> **Direction**: Pick out every line below that contains the string "church", matching case exactly, and copy each of those lines.

> **Dataset records on where objects are located**:
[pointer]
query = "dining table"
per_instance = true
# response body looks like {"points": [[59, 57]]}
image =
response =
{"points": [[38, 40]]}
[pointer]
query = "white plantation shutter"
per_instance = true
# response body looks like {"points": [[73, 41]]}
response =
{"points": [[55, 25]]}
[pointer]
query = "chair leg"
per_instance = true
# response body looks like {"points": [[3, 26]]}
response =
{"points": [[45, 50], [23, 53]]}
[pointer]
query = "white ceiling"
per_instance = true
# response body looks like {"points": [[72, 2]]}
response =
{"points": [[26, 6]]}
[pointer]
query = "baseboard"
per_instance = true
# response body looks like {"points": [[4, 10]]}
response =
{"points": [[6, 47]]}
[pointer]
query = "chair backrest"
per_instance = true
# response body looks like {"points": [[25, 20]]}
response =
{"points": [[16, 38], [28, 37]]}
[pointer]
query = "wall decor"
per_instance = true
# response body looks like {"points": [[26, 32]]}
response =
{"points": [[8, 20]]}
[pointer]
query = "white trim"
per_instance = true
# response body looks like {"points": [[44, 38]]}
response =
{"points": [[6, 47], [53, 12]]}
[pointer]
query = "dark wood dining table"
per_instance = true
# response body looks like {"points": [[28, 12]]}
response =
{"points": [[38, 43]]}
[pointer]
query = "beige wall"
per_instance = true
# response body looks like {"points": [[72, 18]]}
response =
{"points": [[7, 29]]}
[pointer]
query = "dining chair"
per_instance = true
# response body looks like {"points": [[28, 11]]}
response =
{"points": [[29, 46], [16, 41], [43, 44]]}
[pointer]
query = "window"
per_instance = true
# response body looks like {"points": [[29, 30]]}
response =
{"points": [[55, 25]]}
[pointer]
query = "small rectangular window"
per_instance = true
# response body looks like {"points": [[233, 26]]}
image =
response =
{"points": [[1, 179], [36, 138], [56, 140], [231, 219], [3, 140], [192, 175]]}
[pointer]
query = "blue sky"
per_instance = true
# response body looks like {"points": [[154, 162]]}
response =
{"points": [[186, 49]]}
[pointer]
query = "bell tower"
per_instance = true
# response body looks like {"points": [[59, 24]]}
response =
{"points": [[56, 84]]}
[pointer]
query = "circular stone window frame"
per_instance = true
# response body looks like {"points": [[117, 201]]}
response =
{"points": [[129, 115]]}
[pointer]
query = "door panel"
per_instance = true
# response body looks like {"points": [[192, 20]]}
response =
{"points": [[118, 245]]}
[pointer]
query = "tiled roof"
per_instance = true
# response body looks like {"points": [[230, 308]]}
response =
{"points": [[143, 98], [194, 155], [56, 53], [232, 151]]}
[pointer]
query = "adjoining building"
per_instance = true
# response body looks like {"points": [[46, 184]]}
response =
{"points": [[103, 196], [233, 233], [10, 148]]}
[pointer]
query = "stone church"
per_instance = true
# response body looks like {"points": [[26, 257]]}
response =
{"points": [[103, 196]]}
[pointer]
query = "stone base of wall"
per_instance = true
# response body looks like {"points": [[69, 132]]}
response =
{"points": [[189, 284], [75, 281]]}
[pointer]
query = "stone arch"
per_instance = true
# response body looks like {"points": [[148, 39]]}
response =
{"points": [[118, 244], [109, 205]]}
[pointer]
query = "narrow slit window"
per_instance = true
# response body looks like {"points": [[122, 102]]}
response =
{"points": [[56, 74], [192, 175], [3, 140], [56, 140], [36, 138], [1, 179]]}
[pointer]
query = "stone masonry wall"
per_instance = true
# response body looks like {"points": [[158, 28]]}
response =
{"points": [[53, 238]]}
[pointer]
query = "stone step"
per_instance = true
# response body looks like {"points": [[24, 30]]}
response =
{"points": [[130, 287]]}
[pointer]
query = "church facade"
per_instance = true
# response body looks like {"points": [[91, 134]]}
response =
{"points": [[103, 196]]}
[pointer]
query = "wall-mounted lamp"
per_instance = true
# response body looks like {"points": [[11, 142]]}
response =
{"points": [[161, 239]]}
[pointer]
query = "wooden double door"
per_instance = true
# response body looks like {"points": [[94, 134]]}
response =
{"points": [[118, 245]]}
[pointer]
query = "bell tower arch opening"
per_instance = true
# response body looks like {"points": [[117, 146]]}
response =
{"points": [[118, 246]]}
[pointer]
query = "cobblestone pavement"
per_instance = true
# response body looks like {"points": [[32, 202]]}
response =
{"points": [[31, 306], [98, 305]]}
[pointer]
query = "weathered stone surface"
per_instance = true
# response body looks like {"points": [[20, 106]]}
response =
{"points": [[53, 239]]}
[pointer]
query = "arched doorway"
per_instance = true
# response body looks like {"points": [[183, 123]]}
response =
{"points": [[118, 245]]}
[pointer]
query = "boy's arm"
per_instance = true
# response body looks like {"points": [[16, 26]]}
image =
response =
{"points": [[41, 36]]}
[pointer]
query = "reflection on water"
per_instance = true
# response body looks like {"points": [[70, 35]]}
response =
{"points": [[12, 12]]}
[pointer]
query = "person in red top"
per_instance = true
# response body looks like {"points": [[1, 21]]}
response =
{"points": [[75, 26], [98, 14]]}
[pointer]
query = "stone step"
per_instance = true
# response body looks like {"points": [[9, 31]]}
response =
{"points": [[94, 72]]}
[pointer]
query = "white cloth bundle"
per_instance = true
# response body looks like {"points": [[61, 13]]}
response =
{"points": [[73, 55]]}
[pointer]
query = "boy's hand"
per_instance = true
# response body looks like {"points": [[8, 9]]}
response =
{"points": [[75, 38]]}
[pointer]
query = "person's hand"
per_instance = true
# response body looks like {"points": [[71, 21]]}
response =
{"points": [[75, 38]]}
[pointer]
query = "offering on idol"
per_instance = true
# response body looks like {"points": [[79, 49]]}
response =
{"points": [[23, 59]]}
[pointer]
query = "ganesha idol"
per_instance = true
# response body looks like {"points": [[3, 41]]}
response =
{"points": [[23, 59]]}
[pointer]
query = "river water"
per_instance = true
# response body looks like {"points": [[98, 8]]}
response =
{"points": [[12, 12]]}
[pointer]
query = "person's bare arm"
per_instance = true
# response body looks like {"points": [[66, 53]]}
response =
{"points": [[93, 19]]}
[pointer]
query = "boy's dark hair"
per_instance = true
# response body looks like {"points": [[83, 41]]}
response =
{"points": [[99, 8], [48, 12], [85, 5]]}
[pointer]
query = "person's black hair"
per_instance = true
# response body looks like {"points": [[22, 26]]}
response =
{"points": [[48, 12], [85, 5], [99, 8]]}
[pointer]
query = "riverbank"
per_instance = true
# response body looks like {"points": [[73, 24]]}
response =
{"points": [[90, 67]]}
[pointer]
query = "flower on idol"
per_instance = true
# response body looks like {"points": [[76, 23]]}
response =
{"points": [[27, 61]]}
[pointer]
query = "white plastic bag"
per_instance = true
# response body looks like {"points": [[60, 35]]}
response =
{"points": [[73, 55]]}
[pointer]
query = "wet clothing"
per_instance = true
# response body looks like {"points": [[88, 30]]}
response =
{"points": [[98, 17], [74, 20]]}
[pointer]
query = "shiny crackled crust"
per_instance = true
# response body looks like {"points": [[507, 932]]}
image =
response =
--
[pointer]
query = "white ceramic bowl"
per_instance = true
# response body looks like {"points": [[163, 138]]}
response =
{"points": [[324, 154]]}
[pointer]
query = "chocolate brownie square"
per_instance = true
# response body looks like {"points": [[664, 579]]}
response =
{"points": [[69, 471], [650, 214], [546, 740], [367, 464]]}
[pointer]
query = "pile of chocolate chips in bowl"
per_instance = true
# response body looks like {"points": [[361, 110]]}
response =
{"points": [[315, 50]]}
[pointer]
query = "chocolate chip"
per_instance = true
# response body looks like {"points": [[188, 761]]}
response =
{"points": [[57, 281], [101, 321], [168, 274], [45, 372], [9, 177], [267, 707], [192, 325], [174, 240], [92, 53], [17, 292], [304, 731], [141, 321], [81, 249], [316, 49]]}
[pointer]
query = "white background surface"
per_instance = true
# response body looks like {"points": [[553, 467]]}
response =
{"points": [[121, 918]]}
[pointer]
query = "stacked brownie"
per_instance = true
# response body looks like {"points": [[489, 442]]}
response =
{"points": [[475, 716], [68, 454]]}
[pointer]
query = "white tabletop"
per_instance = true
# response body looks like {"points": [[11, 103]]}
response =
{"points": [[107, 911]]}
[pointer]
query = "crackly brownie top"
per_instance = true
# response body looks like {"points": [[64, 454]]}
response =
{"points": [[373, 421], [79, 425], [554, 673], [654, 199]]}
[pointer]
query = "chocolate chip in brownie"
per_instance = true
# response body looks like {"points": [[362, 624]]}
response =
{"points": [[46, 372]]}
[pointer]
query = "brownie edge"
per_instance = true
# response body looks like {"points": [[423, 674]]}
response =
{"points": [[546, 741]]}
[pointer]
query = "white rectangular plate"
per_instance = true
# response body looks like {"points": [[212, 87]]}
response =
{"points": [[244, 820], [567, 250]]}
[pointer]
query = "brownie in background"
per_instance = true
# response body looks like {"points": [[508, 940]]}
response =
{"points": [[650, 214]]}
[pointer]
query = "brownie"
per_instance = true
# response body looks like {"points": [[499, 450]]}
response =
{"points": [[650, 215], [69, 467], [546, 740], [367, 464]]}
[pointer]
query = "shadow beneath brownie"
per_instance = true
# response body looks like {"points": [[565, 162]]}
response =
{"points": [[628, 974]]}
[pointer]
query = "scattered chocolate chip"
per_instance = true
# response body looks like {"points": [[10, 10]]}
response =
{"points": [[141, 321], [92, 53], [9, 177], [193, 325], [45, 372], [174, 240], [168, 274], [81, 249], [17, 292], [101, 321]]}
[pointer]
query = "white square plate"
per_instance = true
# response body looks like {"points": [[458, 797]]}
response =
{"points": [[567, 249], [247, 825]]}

> **Exercise result**:
query = "stone church"
query = "church facade"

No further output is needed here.